--- TEXT ---

We don’t know what’s going to happen rain-wise for us this spring. Symptoms can become worse for the allergy sufferer if the body reacts to the disappearance of the pollen following its initial appearance only to have to have more of it later in the spring. According to Dr. Stanley Fineman, an allergist with the Atlanta Allergy and Asthma Clinic, “You become sensitized to it, so when you’re…re-exposed, you can get an even more violent allergic reaction.”

Here’s to a sneezeless spring for you allergy sufferers.

What’s Blooming Now?

I confess I live vicariously through other people’s gardens mostly at this time of year. While I’m quite content to live in partial shade during the warm months of the year I miss having winter sun to jump start the early spring show of flowers. Everything arrives later in my garden. My flowering cherry and plums never disappoint but I see the fragrant winter daphne already in full bloom in Ben Lomond. I have plant envy.

--- PROVIDED MATERIAL ---

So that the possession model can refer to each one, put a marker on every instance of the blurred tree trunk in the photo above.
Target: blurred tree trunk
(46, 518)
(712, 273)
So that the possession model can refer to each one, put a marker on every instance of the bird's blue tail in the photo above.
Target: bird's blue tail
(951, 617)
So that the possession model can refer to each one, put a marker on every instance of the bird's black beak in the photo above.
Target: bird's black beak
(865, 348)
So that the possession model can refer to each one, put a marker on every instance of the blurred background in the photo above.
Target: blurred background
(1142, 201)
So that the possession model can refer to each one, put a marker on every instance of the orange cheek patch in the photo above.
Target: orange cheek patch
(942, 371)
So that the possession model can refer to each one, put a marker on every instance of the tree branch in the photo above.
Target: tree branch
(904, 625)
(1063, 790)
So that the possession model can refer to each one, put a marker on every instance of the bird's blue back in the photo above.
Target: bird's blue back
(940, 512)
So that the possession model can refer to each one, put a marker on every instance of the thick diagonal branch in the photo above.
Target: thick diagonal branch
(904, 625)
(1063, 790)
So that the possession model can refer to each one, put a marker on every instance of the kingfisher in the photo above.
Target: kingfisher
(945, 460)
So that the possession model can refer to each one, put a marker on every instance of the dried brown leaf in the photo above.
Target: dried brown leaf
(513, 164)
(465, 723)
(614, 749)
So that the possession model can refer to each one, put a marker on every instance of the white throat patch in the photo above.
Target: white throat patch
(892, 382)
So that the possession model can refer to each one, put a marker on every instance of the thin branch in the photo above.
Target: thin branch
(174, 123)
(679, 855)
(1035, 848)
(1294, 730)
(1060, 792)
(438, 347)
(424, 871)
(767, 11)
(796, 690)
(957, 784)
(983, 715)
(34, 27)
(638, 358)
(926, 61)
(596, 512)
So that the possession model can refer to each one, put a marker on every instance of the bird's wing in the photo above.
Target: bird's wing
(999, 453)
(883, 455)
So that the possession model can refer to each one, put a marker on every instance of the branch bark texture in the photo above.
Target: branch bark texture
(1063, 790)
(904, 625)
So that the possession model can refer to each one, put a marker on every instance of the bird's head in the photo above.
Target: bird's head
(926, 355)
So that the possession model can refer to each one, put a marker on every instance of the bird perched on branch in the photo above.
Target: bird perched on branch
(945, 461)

---
--- PROVIDED MATERIAL ---

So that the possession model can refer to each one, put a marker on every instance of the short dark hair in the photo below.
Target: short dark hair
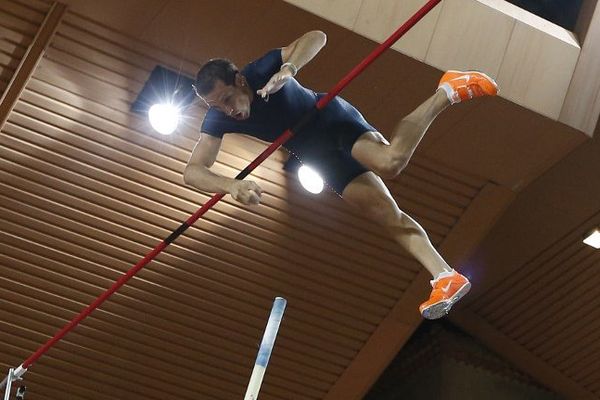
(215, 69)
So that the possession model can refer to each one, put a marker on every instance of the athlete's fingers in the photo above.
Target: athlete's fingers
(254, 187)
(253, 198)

---
--- PROVIDED MATERIAL ---

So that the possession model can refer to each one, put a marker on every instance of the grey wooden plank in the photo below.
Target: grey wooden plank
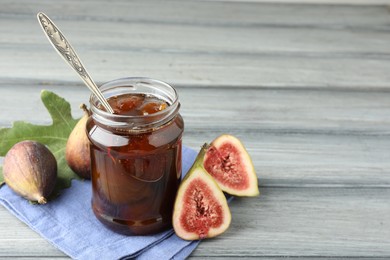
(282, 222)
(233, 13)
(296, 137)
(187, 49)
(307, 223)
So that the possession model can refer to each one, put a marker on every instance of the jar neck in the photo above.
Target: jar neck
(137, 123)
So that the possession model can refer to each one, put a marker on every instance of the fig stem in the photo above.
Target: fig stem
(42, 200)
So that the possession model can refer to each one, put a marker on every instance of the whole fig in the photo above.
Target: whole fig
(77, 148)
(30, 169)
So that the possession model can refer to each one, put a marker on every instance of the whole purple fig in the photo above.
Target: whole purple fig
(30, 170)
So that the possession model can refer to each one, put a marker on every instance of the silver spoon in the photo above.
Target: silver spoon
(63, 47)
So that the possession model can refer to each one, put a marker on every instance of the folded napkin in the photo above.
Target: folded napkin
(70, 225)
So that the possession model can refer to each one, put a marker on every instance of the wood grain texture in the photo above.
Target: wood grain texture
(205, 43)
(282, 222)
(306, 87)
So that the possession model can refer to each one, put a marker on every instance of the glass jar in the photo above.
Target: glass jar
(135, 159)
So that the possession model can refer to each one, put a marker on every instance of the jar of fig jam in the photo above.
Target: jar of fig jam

---

■ WHAT YOU NEED TO DO ■
1/ According to the text, why can allergy symptoms get worse when pollen appears, disappears, and then returns later in the spring? Answer in one to three sentences.
2/ Copy the text from "What’s Blooming Now?" to "have plant envy.".
The entries are drawn from a different source than the text.

■ ANSWER SET ■
1/ The body becomes sensitized to the pollen after its first appearance. When it is exposed again later in the spring, it can have an even more violent allergic reaction.

2/
What’s Blooming Now?

I confess I live vicariously through other people’s gardens mostly at this time of year. While I’m quite content to live in partial shade during the warm months of the year I miss having winter sun to jump start the early spring show of flowers. Everything arrives later in my garden. My flowering cherry and plums never disappoint but I see the fragrant winter daphne already in full bloom in Ben Lomond. I have plant envy.